• DIRECTIVE
Convert the items between the lines holding "As a warehouse robot's perception module, locate man" and "636, 396, 660, 512", inclusive, into a two-column CSV with the header instruction,boxes. Give one row per item, with its text under instruction and its answer under boxes, each in a single quoted field and with line breaks replaced by spaces.

• DATA RECORDS
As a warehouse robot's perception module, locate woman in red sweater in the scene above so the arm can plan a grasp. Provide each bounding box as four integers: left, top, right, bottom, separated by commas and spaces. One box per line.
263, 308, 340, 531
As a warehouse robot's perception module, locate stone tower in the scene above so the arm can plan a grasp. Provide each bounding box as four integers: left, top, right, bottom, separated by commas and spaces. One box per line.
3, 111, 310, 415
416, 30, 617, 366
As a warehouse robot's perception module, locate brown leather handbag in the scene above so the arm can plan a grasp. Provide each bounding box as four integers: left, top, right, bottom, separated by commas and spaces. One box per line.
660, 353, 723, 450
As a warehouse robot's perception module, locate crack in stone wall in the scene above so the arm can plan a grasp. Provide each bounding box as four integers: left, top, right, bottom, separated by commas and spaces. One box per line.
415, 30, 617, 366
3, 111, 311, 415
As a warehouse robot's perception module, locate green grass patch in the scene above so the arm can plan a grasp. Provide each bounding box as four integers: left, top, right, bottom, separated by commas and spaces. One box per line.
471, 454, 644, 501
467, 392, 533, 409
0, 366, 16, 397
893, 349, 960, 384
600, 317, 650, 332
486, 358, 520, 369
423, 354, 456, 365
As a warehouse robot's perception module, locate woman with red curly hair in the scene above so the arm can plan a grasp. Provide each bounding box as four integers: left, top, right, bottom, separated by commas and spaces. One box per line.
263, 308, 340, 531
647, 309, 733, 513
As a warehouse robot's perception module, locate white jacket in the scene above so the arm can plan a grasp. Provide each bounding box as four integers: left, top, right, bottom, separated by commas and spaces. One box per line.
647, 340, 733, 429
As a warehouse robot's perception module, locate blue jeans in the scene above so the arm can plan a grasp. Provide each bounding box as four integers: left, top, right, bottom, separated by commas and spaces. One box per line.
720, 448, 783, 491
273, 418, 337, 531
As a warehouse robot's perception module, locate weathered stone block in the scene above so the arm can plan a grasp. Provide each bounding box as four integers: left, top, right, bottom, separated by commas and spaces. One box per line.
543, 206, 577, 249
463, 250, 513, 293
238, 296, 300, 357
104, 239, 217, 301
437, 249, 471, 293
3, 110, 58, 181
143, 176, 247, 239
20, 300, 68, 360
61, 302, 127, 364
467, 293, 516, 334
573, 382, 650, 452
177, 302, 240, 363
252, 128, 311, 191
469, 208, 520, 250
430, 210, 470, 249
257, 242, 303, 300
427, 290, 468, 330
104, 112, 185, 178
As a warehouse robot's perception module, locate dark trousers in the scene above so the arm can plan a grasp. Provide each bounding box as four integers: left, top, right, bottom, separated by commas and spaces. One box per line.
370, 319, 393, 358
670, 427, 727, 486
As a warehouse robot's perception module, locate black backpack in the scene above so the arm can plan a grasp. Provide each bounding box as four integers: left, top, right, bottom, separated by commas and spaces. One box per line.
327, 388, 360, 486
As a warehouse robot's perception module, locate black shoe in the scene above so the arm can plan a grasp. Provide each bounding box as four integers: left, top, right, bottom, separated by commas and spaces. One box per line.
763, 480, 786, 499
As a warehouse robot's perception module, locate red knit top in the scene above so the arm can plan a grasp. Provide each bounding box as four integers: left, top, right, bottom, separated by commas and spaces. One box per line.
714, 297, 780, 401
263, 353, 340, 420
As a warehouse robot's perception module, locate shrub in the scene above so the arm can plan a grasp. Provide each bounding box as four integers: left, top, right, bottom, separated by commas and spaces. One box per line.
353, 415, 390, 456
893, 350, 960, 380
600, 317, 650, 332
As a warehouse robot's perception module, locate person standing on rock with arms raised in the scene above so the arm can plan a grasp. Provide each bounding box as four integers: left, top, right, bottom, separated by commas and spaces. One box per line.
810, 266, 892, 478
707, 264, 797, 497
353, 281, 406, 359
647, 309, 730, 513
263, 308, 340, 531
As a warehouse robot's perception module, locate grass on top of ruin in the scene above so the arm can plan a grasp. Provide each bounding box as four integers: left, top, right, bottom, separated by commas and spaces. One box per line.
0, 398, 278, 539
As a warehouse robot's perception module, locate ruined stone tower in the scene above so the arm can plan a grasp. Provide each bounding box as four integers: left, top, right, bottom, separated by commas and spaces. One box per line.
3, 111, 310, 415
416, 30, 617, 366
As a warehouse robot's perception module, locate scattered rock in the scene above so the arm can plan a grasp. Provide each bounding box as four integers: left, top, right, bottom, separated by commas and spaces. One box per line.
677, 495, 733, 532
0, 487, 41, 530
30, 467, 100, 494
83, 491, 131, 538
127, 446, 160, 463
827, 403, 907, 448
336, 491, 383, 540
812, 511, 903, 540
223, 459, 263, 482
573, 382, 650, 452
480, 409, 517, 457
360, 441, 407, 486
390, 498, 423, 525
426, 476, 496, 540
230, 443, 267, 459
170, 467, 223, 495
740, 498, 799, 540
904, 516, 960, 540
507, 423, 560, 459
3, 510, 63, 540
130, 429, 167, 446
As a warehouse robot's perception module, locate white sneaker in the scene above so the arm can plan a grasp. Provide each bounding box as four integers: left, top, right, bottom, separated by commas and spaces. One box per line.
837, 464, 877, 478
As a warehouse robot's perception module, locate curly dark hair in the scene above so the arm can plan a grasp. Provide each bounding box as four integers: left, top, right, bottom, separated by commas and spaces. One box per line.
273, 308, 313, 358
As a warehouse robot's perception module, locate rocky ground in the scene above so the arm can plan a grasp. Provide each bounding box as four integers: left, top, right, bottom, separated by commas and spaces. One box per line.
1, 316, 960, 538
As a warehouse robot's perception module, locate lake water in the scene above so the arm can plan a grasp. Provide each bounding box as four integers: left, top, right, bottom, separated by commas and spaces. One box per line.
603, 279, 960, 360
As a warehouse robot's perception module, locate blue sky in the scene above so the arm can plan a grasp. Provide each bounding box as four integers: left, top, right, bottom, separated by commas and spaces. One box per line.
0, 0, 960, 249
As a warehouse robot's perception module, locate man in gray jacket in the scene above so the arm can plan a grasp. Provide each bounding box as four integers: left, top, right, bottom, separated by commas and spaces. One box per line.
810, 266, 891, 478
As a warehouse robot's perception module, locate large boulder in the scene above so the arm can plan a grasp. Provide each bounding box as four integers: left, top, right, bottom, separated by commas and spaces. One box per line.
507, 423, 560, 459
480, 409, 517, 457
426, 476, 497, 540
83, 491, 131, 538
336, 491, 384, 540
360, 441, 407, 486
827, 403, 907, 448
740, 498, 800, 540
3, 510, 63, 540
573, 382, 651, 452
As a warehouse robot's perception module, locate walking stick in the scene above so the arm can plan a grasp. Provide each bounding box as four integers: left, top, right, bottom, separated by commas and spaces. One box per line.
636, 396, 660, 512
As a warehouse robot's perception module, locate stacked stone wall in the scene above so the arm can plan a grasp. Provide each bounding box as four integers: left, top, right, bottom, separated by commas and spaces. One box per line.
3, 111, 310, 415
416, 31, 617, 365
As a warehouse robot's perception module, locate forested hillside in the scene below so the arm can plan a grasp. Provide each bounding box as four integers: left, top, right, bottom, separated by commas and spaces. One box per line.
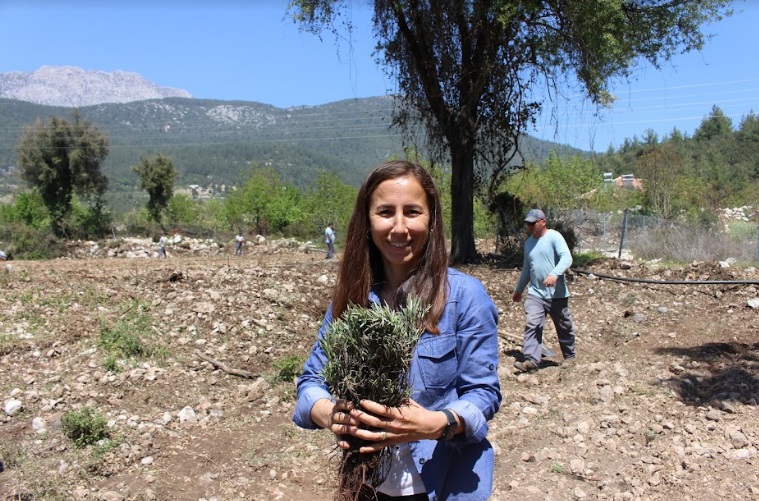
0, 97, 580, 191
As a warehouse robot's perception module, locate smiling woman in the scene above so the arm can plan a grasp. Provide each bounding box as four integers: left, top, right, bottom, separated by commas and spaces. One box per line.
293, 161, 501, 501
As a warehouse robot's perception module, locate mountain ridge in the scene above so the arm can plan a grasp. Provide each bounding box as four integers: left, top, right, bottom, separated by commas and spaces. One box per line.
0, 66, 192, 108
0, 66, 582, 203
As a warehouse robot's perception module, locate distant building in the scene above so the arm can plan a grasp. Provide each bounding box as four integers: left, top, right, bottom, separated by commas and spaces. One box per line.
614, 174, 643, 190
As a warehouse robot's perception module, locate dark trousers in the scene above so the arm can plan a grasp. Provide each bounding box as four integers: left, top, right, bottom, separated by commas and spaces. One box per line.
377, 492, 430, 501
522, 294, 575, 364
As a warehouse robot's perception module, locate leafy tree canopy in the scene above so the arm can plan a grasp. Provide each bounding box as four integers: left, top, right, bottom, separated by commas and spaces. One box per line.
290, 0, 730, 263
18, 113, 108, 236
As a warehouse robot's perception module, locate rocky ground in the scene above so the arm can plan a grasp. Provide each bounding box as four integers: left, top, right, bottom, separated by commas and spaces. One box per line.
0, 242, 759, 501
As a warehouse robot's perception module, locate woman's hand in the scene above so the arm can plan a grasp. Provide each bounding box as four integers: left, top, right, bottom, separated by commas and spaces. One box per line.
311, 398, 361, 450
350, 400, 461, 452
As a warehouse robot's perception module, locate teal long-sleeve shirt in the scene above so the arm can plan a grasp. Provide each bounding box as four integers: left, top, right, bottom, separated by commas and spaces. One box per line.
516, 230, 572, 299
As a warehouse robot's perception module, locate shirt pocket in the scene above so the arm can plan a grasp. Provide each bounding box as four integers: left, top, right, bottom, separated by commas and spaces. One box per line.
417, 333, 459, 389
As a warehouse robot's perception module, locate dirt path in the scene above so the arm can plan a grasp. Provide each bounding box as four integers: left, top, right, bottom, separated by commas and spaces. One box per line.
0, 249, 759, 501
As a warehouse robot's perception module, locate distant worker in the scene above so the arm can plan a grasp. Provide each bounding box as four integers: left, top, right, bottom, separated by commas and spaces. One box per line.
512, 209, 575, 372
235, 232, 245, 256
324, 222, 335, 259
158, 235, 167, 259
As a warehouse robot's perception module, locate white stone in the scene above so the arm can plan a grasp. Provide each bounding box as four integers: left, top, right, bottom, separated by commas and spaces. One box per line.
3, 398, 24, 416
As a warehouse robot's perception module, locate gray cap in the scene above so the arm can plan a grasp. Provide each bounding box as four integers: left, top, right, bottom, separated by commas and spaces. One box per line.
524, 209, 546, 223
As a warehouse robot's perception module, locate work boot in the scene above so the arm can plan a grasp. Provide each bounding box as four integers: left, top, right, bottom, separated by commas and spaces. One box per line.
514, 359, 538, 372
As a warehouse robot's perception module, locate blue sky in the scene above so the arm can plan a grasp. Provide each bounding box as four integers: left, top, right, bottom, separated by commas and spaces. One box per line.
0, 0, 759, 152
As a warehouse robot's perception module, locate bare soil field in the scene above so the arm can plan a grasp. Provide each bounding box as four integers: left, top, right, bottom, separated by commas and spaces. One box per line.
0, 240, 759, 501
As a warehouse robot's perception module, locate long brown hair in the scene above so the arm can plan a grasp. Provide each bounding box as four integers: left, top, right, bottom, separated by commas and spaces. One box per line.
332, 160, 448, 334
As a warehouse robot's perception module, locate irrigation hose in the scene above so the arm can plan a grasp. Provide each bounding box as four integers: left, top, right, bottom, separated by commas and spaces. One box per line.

• SOLUTION FOR THIS PROBLEM
instruction,boxes
"As a warehouse robot's perception module, locate man in gray jacket in the scene above so the arm can plan a grasp. Provide each bounding box as four integers: left, top, right, bottom, separated by commas and spaces. One box per line.","810, 266, 891, 478"
"As a warehouse robot's perception module, locate large boulder in the scene above so the arm can plan a grasp. Provide each bounding box as four integers: left, top, right, bottom, separated by commas and spaces. One box per line.","507, 423, 560, 459 480, 409, 517, 457 426, 476, 497, 540 83, 491, 131, 538 336, 491, 384, 540 360, 441, 407, 486 827, 403, 907, 448 740, 498, 800, 540 3, 510, 63, 540 573, 382, 651, 452"
"As a warehouse robot's perception module, locate walking stick in the scene above so the arm can plan a grasp. Provide each bounding box as four integers: left, top, right, bottom, separated by commas and spaces. One box per line.","636, 396, 660, 512"